LIST OF TASKS:
A – Duplicate the passage on Jacques Cousteau, starting with "In addition to" and going on through "still in use.".
B – According to the passage on Jacques Cousteau, what happened to the Calypso in 1996?
START DOCUMENT SEGMENT
The film footage taken during dives from Calypso was used to produce the television series, “The Undersea World of Jacques Cousteau,” which ran for seven years. In doing so, he revolutionized the documentary style of television. He narrated the series in such a way as to help the raw footage to inspire awe in its viewers, and his films and television series won Oscars and Emmy’s. No other documentary had ever before captivated its audience so thoroughly. The sharing of his film footage also provided a vehicle for illustrating to humans how their pollution of the oceans was detrimental to the planet, thus beginning an environmental movement. Nicknamed “Captain Planet, in 1960, he successfully campaigned to end the dumping of radioactive waste in the Mediterranean. In 1974 he established the Cousteau Society, which raises funds to help protect the environment. In 1992, at the Rio Earth Summit, he put forward a petition that received 5 million signatures, designed to protect the rights of future generations.
In addition to his co-invention of the first scuba gear and underwater camera, Cousteau was involved in the development of the first one-man jet-propelled submarine and the first livable underwater habitats. He also developed the Turbosail, which allows large vessels to cut fuel usage by using the wind to help propel them. He pioneered a method for raising sunken ships buried in fossil mud, which is still in use.
Cousteau collaborated closely with his eldest son, Philippe, and the two planned that Philippe would take over Jacques’ work when he died. Philippe, however, was killed in 1979 in an accident with his Catalina aircraft, called the Flying Calypso. As one might imagine, this proved devastating for the entire Cousteau family, as well as the crew of the Calypso.
In 1990, Simone Cousteau died of cancer at the age of 71. Her contribution to Jacques’ successes and achievements was incalculable, and the couple was married for 53 years. Jacques is quoted as saying of her, “She lives to spend hour after hour in the wind and sun, watching, thinking, trying to unravel the mystery of the sea.” She received a full military funeral, and her ashes were scattered over the Sea of Monaco.
After his mother’s death, Jean-Michel was unpleasantly surprised to learn that he had a brother and a sister by Jacques’ long-time mistress, Francine Triplet, who was six years younger than Jean-Michel. The two had been together for 15 years; Jacques and Francine were married in 1991, and they remained so for the rest of Cousteau’s life.
In 1996, a barge in Singapore Harbor accidentally hit the Calypso, and it sank. Toward the end of his life, Jacques was working on having Calypso II built. It was to be far more fuel-efficient than the original, employing the technology of Cousteau’s Turbosail. During this time period, he was engaged in a legal battle with Jean-Michel over the use of the Cousteau family name. Jean-Michel wanted to use the name for a resort in Fiji, but Jacques was adamantly opposed because the resort was a for-profit endeavor, while the Cousteau society was not, and he did not want there to be confusion in the public eye. Clearly, there was considerable family discord, and it continued long after the patriarch was gone.
END DOCUMENT SEGMENT
START MATERIAL SUPPLIED
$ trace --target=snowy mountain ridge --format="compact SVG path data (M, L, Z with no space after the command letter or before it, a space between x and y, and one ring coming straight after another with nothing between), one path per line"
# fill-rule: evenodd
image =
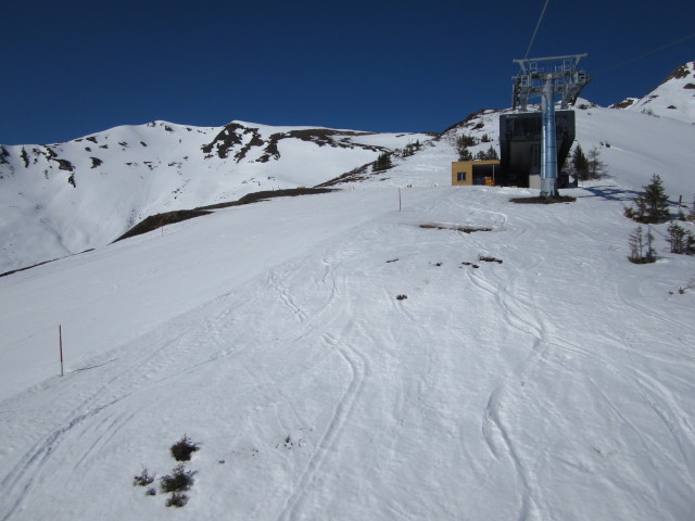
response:
M578 141L599 147L604 160L633 188L647 182L657 165L641 138L624 128L650 134L653 150L672 151L659 161L688 168L682 142L695 123L695 62L677 68L649 96L608 111L586 100L577 103ZM618 106L618 105L614 105ZM593 107L593 110L590 110ZM677 107L677 109L671 109ZM628 113L664 115L650 123ZM223 127L192 127L168 122L115 127L64 143L0 147L0 272L23 268L108 244L148 216L235 201L250 192L313 187L351 171L348 179L368 180L368 166L384 152L394 168L380 182L401 186L448 185L448 165L457 158L456 136L469 134L480 144L496 145L500 111L481 111L441 136L374 134L323 127L273 127L231 122ZM593 115L593 117L592 117ZM667 117L668 116L668 117ZM483 138L484 137L484 138ZM484 142L481 140L484 139ZM420 143L410 153L409 145ZM605 147L605 143L614 148ZM619 145L619 147L616 147ZM432 148L448 151L433 163ZM415 152L415 153L412 153ZM644 157L642 157L644 156ZM419 164L424 175L399 178L401 165ZM660 165L661 163L659 163ZM648 170L647 173L644 173ZM437 174L435 174L437 173ZM673 187L690 198L688 187Z
M578 142L608 171L567 190L571 203L450 186L457 137L494 144L498 113L482 111L342 190L220 208L0 278L0 520L692 519L695 258L670 253L659 224L657 262L628 262L636 223L623 207L654 173L690 204L695 125L580 104ZM271 136L294 129L239 125L162 122L77 147L162 151L99 157L140 163L141 206L178 176L166 162L179 131L197 135L203 174L219 151L229 177L265 153L249 168L278 176L296 151L296 168L378 153L292 137L275 161ZM68 195L91 193L77 191L91 161L39 150L27 157L50 162L45 188L9 186L25 199L67 190L75 205L42 214L67 220L80 208ZM83 162L76 188L58 160ZM102 205L132 196L119 173L93 176L114 191L98 192ZM181 462L192 483L178 510L161 480L184 435L199 450ZM153 481L139 486L144 469Z
M626 98L611 107L695 123L695 62L678 67L645 97Z
M106 244L146 217L313 186L426 134L232 122L122 126L0 148L0 272Z

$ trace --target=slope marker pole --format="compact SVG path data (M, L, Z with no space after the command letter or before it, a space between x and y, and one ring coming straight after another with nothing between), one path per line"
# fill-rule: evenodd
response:
M58 342L60 345L61 353L61 377L63 376L63 329L62 326L58 327Z

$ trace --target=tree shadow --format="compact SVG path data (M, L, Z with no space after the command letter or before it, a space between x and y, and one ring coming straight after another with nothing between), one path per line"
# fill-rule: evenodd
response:
M621 201L631 203L637 195L644 194L644 190L627 190L623 188L616 188L615 186L585 187L582 190L590 192L591 195L577 195L577 199L601 198L606 201ZM671 199L669 199L667 203L672 206L678 206L678 201L673 201Z
M635 196L640 195L642 192L637 190L626 190L611 186L606 187L585 187L584 191L590 192L591 195L577 195L577 199L584 198L601 198L606 201L622 201L622 202L632 202Z

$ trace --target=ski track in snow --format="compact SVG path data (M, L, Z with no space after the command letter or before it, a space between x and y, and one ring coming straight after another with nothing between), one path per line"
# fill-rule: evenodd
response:
M119 436L132 428L142 429L143 417L151 414L152 407L176 399L178 382L198 389L207 383L213 369L222 381L243 380L240 393L257 396L257 403L263 404L265 416L257 414L252 418L252 423L258 423L257 432L254 431L258 439L266 434L263 429L273 435L278 429L296 432L298 425L308 425L314 432L307 434L304 452L288 452L285 460L277 452L266 453L265 465L277 472L277 475L270 474L277 481L266 491L265 500L248 507L253 513L248 519L320 519L327 517L336 504L346 509L340 510L343 514L355 508L350 514L354 518L346 514L350 519L364 516L367 508L375 507L379 508L375 512L380 516L388 512L392 519L422 519L427 514L460 519L467 514L467 506L478 508L477 512L484 517L495 510L483 508L478 495L490 494L501 485L505 491L505 507L501 507L500 512L504 512L506 519L560 519L565 510L558 510L560 507L547 480L563 469L583 475L598 472L593 469L599 465L616 465L620 471L646 473L644 469L666 461L678 475L691 483L695 481L695 429L687 403L674 386L692 390L695 384L686 380L684 372L678 374L670 370L683 364L695 369L692 348L669 355L667 348L652 353L642 344L631 347L627 334L629 323L614 330L608 321L601 323L596 318L601 310L593 308L586 309L586 316L596 322L598 330L594 336L599 339L598 345L584 344L578 334L566 333L564 325L548 316L551 309L561 312L558 304L563 302L561 295L548 290L555 288L555 283L560 284L561 276L555 275L555 267L547 269L543 249L554 239L543 237L543 229L554 226L563 230L573 218L572 207L555 212L540 209L538 213L549 214L551 221L541 226L532 211L528 215L520 212L519 216L510 216L506 208L495 207L501 204L497 200L486 202L486 206L471 201L464 204L458 194L425 199L417 212L391 215L349 230L299 257L269 267L240 287L227 292L220 289L222 294L216 298L132 342L84 360L80 369L64 379L52 379L25 391L15 399L17 404L26 404L29 410L34 401L40 403L49 391L60 393L63 401L55 408L47 409L40 421L36 415L22 417L15 410L3 411L3 418L9 419L4 428L8 439L26 436L28 442L13 441L22 447L20 454L3 455L8 470L0 485L9 500L0 503L0 520L22 519L24 509L33 507L41 492L49 487L48 480L67 479L68 472L76 475L85 472ZM454 228L489 225L493 230L470 234L422 230L417 225L424 223L443 223ZM590 227L573 225L573 237L579 242L592 243ZM382 244L383 237L390 237L391 242ZM526 241L536 241L539 245L525 249ZM478 269L453 266L451 271L444 271L454 264L453 259L472 260L471 252L502 255L504 264L479 263ZM592 270L608 263L614 253L604 249L598 253L576 251L572 255L573 265L586 264L587 270ZM432 264L440 260L440 256L446 263L444 267L434 268ZM392 260L394 258L396 260ZM392 262L394 264L386 264ZM389 275L390 269L393 276ZM545 287L536 280L541 274L545 277ZM441 398L437 395L438 379L465 369L465 364L446 366L447 350L440 352L437 344L419 345L421 340L439 338L420 313L438 303L435 297L428 297L432 291L428 284L441 291L445 288L441 279L446 277L452 288L465 291L471 306L480 307L476 316L497 321L492 327L481 323L480 330L476 325L470 326L470 330L464 329L471 336L479 335L475 341L483 350L490 350L490 360L494 360L494 356L500 358L498 364L490 361L492 366L496 364L494 371L481 367L483 376L479 380L458 384L462 398L467 399L466 408L460 405L460 410L450 410L450 402L438 402ZM609 306L622 308L622 316L633 314L637 317L635 320L649 317L659 330L678 330L686 345L695 339L695 328L674 318L666 308L649 307L646 302L652 288L610 280L602 288L605 292L602 296ZM399 292L406 291L408 300L395 300ZM452 293L451 298L460 298L460 294ZM417 307L421 302L425 305ZM371 317L370 313L382 315ZM273 320L257 322L263 326L243 342L238 341L240 328L248 328L260 314ZM567 319L567 315L563 317ZM451 326L446 320L434 323L434 327ZM403 329L415 339L413 343L401 345L403 338L399 333ZM458 330L452 328L451 334L456 338ZM476 342L472 347L467 346L471 353ZM500 346L506 346L504 354L496 354ZM311 364L317 354L328 360L330 377L312 374ZM294 359L294 365L288 364ZM488 361L485 355L471 359L481 366ZM403 366L389 366L391 360L403 360ZM302 367L303 364L306 367ZM386 373L386 370L393 372ZM320 410L316 406L304 407L302 402L306 396L293 389L305 378L336 380L328 382L330 399L321 402ZM387 383L380 387L382 378ZM611 387L614 381L620 383L621 389ZM610 437L603 442L583 441L598 456L590 450L589 455L574 458L555 446L546 452L541 446L545 440L538 440L538 444L530 440L523 420L540 421L545 417L551 422L560 420L568 412L563 410L567 404L563 401L564 391L572 385L589 391L583 398L594 407L596 417L615 419L620 429L634 436L628 456L648 456L634 465L630 458L614 463L606 453L615 450ZM212 383L210 386L214 387ZM444 389L452 391L452 387ZM368 402L375 395L381 402L371 409ZM656 419L652 424L658 423L659 429L645 430L644 416L635 415L621 404L624 395L639 396L640 415L649 411ZM366 396L370 399L365 399ZM149 404L150 397L155 399L154 405ZM379 411L384 415L379 427L387 437L381 448L377 444L377 448L371 448L358 423L374 419L369 415L382 405L388 406L388 410ZM438 410L440 405L442 410ZM16 420L16 424L10 424L10 420ZM374 472L384 480L384 485L392 485L388 479L392 469L394 472L410 470L407 456L400 449L401 444L407 446L409 435L418 432L420 424L415 420L427 425L426 432L439 420L437 427L431 427L438 436L432 443L442 446L451 448L446 435L450 430L456 432L458 458L454 461L456 466L467 467L468 472L464 474L467 481L460 484L464 487L460 497L447 497L439 503L432 499L422 506L413 492L415 488L406 487L399 500L365 494L365 499L372 501L365 510L352 504L354 499L341 498L343 483L336 481L336 473L344 470L345 454L352 454L351 445L365 449L367 462L369 457L378 459L365 469L363 479L369 480L369 473ZM471 424L477 421L476 433L466 431L462 422L468 420ZM565 425L557 429L560 428ZM657 434L674 449L660 449ZM555 436L548 437L548 442L557 445L563 441L557 440L561 434ZM603 445L597 446L601 443ZM413 453L420 458L429 456L425 447L415 447ZM596 462L591 456L601 459ZM442 462L426 461L430 468L442 466ZM359 462L364 465L365 460ZM251 472L253 468L247 470ZM548 478L544 475L546 471L551 471ZM616 481L617 487L627 487L618 478ZM683 488L687 486L685 483ZM352 482L346 483L345 488L365 492L355 488ZM652 490L649 493L655 494ZM430 494L434 497L434 493L430 491ZM647 493L642 496L654 499Z

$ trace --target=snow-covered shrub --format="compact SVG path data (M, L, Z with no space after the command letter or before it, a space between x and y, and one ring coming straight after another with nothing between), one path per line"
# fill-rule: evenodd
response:
M174 456L174 459L176 459L177 461L190 461L191 454L198 450L199 447L197 444L191 443L190 437L184 434L184 437L181 437L178 442L172 445L170 448L172 448L172 456Z
M172 497L169 497L166 500L166 506L180 508L185 506L187 503L188 503L188 496L186 494L174 493L172 494Z
M160 484L163 492L188 491L193 484L193 473L182 465L177 465L170 475L160 478Z
M139 475L134 476L132 485L134 486L148 486L150 483L154 481L154 475L150 475L150 471L147 467L142 467L142 472Z

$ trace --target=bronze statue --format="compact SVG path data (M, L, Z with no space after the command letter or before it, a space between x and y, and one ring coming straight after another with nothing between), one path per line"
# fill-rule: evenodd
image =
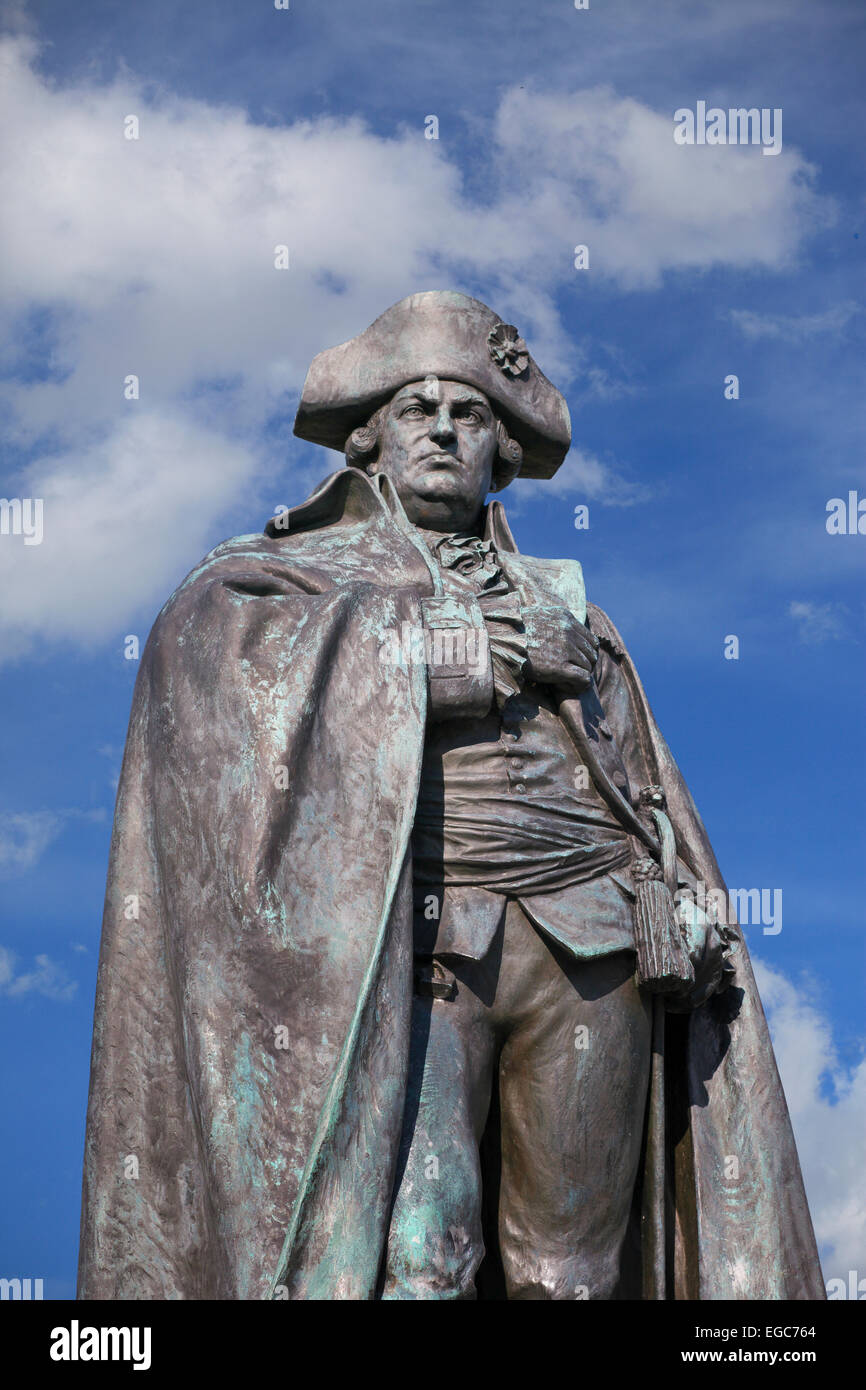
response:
END MATERIAL SUPPLIED
TASK-BY-TASK ANSWERS:
A –
In addition to his co-invention of the first scuba gear and underwater camera, Cousteau was involved in the development of the first one-man jet-propelled submarine and the first livable underwater habitats. He also developed the Turbosail, which allows large vessels to cut fuel usage by using the wind to help propel them. He pioneered a method for raising sunken ships buried in fossil mud, which is still in use.

B – A barge in Singapore Harbor accidentally hit it, and it sank.